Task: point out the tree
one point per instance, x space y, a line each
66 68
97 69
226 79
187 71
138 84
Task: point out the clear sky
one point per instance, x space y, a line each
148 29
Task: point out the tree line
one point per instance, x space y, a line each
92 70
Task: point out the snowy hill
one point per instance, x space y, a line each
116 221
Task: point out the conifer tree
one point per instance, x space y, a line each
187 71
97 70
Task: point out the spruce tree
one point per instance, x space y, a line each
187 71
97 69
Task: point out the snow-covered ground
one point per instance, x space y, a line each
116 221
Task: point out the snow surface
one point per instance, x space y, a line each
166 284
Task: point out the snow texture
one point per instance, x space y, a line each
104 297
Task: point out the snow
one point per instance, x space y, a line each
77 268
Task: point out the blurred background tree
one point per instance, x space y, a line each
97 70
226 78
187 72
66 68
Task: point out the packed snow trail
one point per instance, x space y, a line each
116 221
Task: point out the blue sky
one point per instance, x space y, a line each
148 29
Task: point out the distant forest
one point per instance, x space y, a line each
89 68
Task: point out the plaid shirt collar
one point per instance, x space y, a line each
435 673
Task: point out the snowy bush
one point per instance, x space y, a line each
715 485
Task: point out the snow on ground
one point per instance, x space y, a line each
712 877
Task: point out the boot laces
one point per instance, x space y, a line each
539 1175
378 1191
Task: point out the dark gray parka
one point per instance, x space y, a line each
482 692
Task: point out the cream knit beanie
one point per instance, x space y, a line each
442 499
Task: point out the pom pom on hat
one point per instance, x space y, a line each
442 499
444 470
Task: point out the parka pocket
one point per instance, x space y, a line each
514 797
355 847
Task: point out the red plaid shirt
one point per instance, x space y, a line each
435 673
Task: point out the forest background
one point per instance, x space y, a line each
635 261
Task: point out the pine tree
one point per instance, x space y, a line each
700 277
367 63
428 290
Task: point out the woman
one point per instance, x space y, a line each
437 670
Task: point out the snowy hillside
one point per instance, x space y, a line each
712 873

[WHAT TO WORK ON]
All of the entries must be quoted exactly; please include each one.

[EXPECTED ANSWER]
Task: point out the tree
one point per instance, x space y, a line each
66 68
97 69
226 79
187 71
138 84
Task: point out the clear sky
one point per instance, x space y, a line each
148 29
Task: point out the tree line
one point per instance, x space y, a line each
92 70
Task: point out the snowy hill
one point per instance, x space y, a line each
116 221
Task: point out the conifer tree
one point per instance, x space y, a line each
187 71
97 70
Task: point out the spruce tree
one point per instance, x space y, a line each
187 71
97 69
Task: point out the snow-covered ground
one point per instance, x space y, a line each
116 221
Task: point out the snow surface
one point per instance, x space y, a line each
166 284
Task: point out the snow texture
one point per instance, x space y, a line each
104 297
Task: point out the snow
one point per instance, x space y, a line each
77 268
Task: point out the blurred background tree
one point per instance, x space y, a line each
97 70
226 78
187 72
66 68
Task: point out the packed snow trail
one point per instance, x space y, a line each
116 221
Task: point out the blue sky
one point per instance, x space y, a line each
148 29
Task: point out the distant forest
one point per instance, x space y, a line each
89 68
Task: point out the plaid shirt collar
one point per instance, x space y, a line each
435 673
Task: point out the snowy bush
one point per instance, x space y, a line each
715 485
Task: point out the snow on ground
one point per instance, x space y, a line each
712 877
Task: point out the boot laces
one point per instance, x space y, a line each
539 1175
378 1191
Task: point out the dark gray parka
one point per instance, x space y, a line each
482 692
Task: point out the cream knit beanie
one point per instance, x space y, a line each
442 499
Task: point out the pom pom on hat
one point per instance, x space y, a line each
442 499
444 470
Task: point out the parka pocket
one point per instance, x space y, a line each
514 797
355 847
Task: point out the red plaid shirt
one point per instance, x space y, a line each
435 673
Task: point out the forest background
one point per instance, x space y, a line each
635 261
Task: point out the pine tree
one point per instance, x space y, a line each
700 277
367 63
428 290
Task: point out the woman
one point per instance, x space y, a line each
437 670
Task: point out the snowy hillside
one point per instance, x space y, a line each
712 873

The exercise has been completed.